++++ Exercise passage ++++

A more preferred additional component is a viscosity modifier. If present, the viscosity modifier may be present from 1.0% to 95%, preferably from 2.5% to 50%, more preferably from 5.0% to 15%, and most preferably from 7.5% to 12.5% by weight of the binder system. Suitable viscosity modifiers can be aqueous or non-aqueous; and can include water alone or organic solvents alone and/or combinations thereof. Preferred organic solvents include linear, branched, cyclic, substituted or unsubstituted monohydric alcohols, dihydric alcohols, polyhydric alcohols, ethers, alkoxylated ethers, low-viscosity silicone-containing solvents, low-melting nonionic, optionally alkoxylated, surfactants having a melting point below 45° C., and combinations thereof. Preferred are glycerin, glycols, linear, branched, cyclic, substituted or unsubstituted polyalkylene glycols such as polyalkylene glycols, dialkylene glycol mono C₁-C₈ ethers, C₅-C₁₅ nonionic surfactants with 1 to 10 equivalents of ethoxylation, monohydric alcohols, dihydric alcohols, and combinations thereof. Even more preferred are diethylene glycol mono ethyl ether, diethylene glycol mono propyl ether, diethylene glycol mono butyl ether, and combinations thereof. Highly preferred are lower linear, branched, cyclic, substituted or unsubstituted aliphatic alcohols such as ethanol, propanol, butanol, isopropanol, and/or diols such as 1,2-propanediol, 1,3-propanediol, 1,6-hexandiol, 1,2-hexandiol, 2-ethyl-1,3-hexandiol, 2-methyl-2,4-pentandiol, 2,3,4-trimethyl-1,3-pentandiol, 1,4-bis(hydroxy-methyl)cyclohexane, and combinations thereof, optionally with dialkylene glycol mono C₁-C₈ ethers and/or glycols and/or water. Most preferred viscosity modifier is either water alone, or a 50:50 mixtures of water with either glycerin and/or C₁₂-C₁₅ nonionic surfactant with from 3 to 7 equivalents of ethoxylation and/or 1,2-propanediol, 1,3-propanediol, 1,6-hexandiol, 1,2-hexandiol, 2-ethyl-1,3-hexandiol, 2-methyl-2,4-pentandiol, 2,3,4-trimethyl-1,3-pentandiol, 1,4-bis(hydroxy)cyclohexane, and combinations thereof. When water is used as viscosity modifier, either alone or in combination with other viscosity modifiers, the total water content preferably does not exceed 20%, more preferably does not exceed 10%, and most preferably is between 3% to 7% by weight of the binder. When water is used as viscosity modifier, it is no way intended to use an aqueous solution of one or more binders.

++++

*Assignment*
Continue the passage on viscosity modifiers for the binder system, starting right after its final sentence.

++++ Information supplied ++++

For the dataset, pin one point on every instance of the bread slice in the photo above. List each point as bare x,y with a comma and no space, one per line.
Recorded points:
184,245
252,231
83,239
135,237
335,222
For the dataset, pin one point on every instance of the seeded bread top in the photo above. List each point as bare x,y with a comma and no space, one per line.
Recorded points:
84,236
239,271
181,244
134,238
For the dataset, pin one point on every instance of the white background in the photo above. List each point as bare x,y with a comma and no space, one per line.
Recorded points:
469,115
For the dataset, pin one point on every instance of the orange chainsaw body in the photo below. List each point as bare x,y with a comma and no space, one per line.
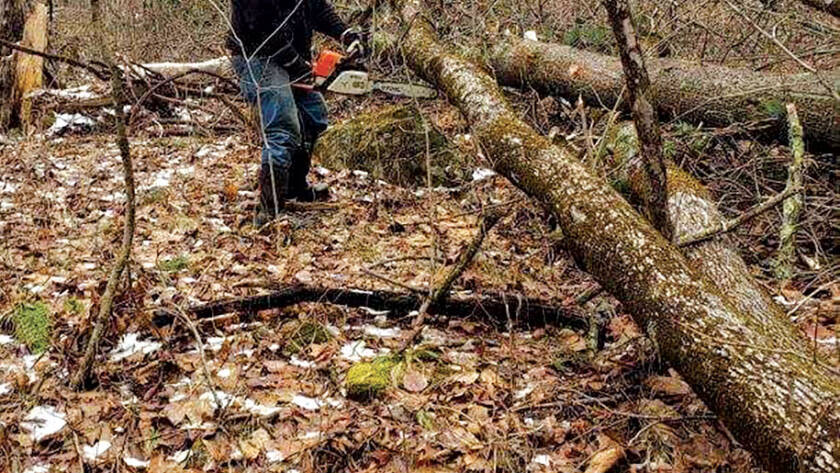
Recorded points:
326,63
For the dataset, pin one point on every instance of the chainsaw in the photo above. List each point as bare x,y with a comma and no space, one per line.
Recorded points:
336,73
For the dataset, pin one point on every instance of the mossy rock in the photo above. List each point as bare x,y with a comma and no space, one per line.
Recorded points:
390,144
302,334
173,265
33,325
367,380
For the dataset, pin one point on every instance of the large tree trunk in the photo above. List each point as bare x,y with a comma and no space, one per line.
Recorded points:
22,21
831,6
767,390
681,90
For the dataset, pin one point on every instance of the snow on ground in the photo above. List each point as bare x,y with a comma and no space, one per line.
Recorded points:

++++

*Answer to the problem*
A typical example is polyethylene glycol ethoxylate, molecular weight 4000 g/mol (PEG 4000). PEG 4000 has a G of 340 GPa, a δ phase angle value of 5° and a melting point of 55° C. When blending PEG 4000 with glycerin in a weight ratio of 75:25, the G is 20, the δ phase angle value is 7° and the melting point of 49° C. A mixtures of 75% PEG 4000 and 25% glycerin for a suitable binder system of the present invention.

	Complex
	Modulus	Phase	Melting
Binder	G (GPa)	Angle δ (°)	Point (° C.)
Polyethylene glycol ethoxylate,	340	5	55
molecular weight 4000
(PEG 4000)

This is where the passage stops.